### Activity
Go through the records below and copy out every line that contains the word "riot".

>>>

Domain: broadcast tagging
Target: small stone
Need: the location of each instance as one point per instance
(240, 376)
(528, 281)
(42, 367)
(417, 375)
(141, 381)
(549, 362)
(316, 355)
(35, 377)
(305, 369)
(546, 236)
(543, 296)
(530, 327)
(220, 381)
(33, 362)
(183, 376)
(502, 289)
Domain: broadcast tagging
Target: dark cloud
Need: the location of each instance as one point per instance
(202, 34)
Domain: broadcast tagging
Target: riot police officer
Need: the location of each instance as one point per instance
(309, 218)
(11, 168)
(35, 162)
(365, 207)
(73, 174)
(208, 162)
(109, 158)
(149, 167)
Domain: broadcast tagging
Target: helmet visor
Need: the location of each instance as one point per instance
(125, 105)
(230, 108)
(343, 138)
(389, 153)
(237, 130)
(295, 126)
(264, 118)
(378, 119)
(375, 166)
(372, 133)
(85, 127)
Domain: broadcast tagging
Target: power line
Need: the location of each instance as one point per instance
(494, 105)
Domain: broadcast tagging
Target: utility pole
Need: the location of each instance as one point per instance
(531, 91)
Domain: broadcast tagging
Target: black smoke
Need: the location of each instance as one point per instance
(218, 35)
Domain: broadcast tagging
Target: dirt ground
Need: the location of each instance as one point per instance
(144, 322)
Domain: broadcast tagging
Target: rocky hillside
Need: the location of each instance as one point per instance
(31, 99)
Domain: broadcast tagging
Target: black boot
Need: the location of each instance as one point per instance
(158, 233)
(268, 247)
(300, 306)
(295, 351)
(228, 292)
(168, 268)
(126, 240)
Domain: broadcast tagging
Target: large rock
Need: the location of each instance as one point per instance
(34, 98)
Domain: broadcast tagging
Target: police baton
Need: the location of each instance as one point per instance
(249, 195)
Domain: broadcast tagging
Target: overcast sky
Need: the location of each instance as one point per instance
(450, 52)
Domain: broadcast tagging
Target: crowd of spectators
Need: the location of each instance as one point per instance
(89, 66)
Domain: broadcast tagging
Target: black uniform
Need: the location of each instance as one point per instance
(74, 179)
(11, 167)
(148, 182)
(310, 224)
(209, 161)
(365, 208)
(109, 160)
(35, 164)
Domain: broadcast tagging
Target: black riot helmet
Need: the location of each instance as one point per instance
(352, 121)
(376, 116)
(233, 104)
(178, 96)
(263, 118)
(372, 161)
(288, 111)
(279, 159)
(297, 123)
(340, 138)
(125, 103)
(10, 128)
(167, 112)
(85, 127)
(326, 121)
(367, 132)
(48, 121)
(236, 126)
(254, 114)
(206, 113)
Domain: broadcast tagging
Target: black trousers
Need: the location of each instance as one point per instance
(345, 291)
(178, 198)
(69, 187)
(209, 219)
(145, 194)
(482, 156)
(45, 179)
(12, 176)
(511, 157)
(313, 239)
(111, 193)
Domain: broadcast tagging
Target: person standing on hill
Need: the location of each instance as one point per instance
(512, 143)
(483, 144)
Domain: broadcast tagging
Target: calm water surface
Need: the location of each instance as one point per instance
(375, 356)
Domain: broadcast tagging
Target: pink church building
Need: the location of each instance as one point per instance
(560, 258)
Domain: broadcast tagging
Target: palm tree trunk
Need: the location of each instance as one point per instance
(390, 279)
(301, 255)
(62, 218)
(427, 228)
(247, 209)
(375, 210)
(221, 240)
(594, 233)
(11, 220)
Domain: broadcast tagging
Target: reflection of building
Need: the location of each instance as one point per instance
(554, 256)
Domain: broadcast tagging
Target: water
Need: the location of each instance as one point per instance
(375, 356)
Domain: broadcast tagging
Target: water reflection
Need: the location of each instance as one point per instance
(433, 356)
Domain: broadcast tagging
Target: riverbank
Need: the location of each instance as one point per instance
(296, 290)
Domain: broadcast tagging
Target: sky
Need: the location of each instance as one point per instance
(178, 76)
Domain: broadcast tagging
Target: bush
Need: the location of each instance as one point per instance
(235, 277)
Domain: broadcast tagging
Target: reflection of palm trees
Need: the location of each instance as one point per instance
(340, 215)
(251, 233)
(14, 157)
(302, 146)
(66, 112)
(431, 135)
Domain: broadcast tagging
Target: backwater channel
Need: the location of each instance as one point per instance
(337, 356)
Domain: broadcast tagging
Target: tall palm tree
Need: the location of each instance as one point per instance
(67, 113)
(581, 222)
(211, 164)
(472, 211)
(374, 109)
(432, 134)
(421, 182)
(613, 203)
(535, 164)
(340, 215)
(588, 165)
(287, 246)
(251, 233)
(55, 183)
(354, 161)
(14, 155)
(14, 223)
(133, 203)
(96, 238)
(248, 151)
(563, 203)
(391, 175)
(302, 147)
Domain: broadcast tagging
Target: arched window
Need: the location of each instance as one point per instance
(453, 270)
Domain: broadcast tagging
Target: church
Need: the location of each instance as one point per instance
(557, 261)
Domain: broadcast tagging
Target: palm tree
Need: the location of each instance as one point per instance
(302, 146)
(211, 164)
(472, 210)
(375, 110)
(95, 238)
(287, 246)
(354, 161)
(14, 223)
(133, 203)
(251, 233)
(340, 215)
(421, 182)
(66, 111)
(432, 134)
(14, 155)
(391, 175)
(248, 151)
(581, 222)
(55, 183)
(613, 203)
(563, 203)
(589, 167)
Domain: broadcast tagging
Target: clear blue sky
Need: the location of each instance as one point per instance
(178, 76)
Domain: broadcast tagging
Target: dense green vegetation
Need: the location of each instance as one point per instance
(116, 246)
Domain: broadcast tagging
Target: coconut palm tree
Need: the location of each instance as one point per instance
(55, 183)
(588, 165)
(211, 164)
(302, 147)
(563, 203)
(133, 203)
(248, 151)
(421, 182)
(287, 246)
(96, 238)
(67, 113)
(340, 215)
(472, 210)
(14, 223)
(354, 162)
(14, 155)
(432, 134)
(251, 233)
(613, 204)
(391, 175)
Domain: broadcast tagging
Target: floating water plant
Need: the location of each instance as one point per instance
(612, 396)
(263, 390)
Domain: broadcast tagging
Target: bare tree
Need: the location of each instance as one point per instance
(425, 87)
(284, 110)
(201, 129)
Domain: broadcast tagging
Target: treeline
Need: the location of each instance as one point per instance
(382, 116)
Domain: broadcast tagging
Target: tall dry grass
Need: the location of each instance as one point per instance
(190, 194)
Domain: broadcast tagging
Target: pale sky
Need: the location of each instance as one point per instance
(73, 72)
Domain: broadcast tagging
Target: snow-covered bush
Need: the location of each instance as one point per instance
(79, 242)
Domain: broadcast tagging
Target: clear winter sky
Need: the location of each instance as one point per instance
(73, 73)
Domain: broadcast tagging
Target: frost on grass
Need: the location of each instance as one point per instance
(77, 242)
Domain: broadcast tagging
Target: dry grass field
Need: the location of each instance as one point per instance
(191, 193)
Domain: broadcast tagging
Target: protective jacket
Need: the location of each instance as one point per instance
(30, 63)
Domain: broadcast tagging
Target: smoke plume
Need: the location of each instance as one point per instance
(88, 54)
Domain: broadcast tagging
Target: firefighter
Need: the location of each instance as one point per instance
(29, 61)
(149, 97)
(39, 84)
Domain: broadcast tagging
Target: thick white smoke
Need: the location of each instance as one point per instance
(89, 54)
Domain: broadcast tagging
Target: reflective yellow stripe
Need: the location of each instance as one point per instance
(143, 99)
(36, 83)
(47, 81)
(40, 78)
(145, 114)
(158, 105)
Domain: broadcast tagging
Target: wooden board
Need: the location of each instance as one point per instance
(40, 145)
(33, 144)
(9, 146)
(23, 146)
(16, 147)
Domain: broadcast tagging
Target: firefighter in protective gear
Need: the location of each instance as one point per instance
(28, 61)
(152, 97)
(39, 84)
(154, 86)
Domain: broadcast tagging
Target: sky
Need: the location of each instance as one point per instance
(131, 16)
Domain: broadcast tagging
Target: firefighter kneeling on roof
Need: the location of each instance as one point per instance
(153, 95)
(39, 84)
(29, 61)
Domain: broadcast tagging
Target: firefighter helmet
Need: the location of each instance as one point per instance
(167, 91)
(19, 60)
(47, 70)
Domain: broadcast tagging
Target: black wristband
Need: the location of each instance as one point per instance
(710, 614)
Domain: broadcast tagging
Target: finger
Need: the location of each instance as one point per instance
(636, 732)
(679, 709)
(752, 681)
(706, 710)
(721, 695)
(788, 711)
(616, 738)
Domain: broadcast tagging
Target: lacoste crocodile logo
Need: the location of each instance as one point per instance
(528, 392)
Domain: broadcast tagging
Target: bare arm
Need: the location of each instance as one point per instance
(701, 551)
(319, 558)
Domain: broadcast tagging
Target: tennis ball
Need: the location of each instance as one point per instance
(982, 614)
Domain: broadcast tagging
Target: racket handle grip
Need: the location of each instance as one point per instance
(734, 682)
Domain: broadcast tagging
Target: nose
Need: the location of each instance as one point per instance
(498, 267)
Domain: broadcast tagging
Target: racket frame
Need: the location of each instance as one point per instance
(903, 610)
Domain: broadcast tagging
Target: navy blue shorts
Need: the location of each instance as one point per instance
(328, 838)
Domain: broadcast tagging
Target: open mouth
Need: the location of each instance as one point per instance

<<<

### The completed task
Target: riot police officer
Target: black riot helmet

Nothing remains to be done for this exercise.